Page extract:
================================
In the FIGS. 3 and 3A configuration, the shifting tool 100 has been lowered down the flow path 42 until the nosepiece 112 has entered the drilling fluid flow path 42 reduced diameter section 44. At this point an external flange 122 on the nosepiece engages the shoulder 46 and stops further downward movement of nosepiece 112. A seal 124 carried on nosepiece 112 forms a fluid tight seal stopping flow of fluid from the flow path 42 down to the drill bit 20. All portions of the shifting tool 100 have a small enough outer diameter to pass through the inflation control sleeve 76 in the drilling configuration, except for the shoulder 108 which engages the upper end of the sleeve 76.

FIG. 4 illustrates the configuration of the test assembly 24 during inflation of packer 26. FIG. 4A provides more detail of the sleeve 76, particularly the external profile 84 and its interaction with the internal profile 84 in the wall of drilling fluid passage 42. The shifting tool 100 has been lowered down the flow path 42 as far as it can go. The limit of movement is reached when the upper end of rod 114 contacts the upper end of chamber 116. During this movement, the shoulder 108 on shifting tool 100 has forced the sleeve 76 down the flow path 42, until the inflation ports 48 have been opened. In addition, the external profile 84 on sleeve 76 has been forced inward and out of the recessed profile 86. As a result, the center slotted portion 82 of sleeve 76 has been compressed radially to a smaller diameter. When this occurs, internal profiles 126 on sleeve 76 are forced into the reduced diameter portion of the tool 100 outer surface and have a smaller diameter than the upward facing shoulder 110. The shoulder 110 and the down hole surface of profile 126 may be at angles of ninety degrees relative to the axis of mandrel 36, but are preferably at angles somewhat less than ninety degrees.
================================
(Lines of data)
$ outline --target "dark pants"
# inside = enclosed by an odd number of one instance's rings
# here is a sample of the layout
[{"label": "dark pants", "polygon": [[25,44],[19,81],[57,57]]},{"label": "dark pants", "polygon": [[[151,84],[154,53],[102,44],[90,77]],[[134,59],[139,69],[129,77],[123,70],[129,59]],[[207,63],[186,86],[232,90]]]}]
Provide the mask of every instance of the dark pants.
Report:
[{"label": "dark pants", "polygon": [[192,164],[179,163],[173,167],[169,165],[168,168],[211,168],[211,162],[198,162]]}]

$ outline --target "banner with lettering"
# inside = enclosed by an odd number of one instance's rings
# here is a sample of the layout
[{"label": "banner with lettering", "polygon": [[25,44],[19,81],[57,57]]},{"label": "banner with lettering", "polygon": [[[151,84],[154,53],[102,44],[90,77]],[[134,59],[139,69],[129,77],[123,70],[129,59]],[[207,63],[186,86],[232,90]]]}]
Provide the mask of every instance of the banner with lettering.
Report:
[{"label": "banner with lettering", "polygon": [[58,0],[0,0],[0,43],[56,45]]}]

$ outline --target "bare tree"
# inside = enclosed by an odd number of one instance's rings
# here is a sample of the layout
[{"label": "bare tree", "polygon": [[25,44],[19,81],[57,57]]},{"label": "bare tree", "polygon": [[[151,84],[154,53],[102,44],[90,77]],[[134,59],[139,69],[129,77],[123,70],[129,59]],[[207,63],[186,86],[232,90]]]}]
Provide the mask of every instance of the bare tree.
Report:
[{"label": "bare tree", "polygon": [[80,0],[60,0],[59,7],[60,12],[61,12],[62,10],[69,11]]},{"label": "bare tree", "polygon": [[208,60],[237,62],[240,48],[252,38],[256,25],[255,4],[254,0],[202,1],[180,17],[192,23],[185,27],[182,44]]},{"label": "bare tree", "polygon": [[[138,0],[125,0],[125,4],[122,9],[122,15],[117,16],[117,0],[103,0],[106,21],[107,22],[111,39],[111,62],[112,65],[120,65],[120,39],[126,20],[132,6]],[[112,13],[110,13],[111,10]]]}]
================================
Instruction A: In the shifting tool description, what stops further downward movement of nosepiece 112?
Instruction B: Reproduce the part of the shifting tool description starting at "In the FIGS." and ending at "the sleeve 76.".
Instruction C: According to the shifting tool description, why has the center slotted portion 82 of sleeve 76 been compressed radially to a smaller diameter?

Final result A: The external flange 122 on the nosepiece engages the shoulder 46 and stops it.

Final result B:
In the FIGS. 3 and 3A configuration, the shifting tool 100 has been lowered down the flow path 42 until the nosepiece 112 has entered the drilling fluid flow path 42 reduced diameter section 44. At this point an external flange 122 on the nosepiece engages the shoulder 46 and stops further downward movement of nosepiece 112. A seal 124 carried on nosepiece 112 forms a fluid tight seal stopping flow of fluid from the flow path 42 down to the drill bit 20. All portions of the shifting tool 100 have a small enough outer diameter to pass through the inflation control sleeve 76 in the drilling configuration, except for the shoulder 108 which engages the upper end of the sleeve 76.

Final result C: It was compressed because the external profile 84 on sleeve 76 was forced inward and out of the recessed profile 86.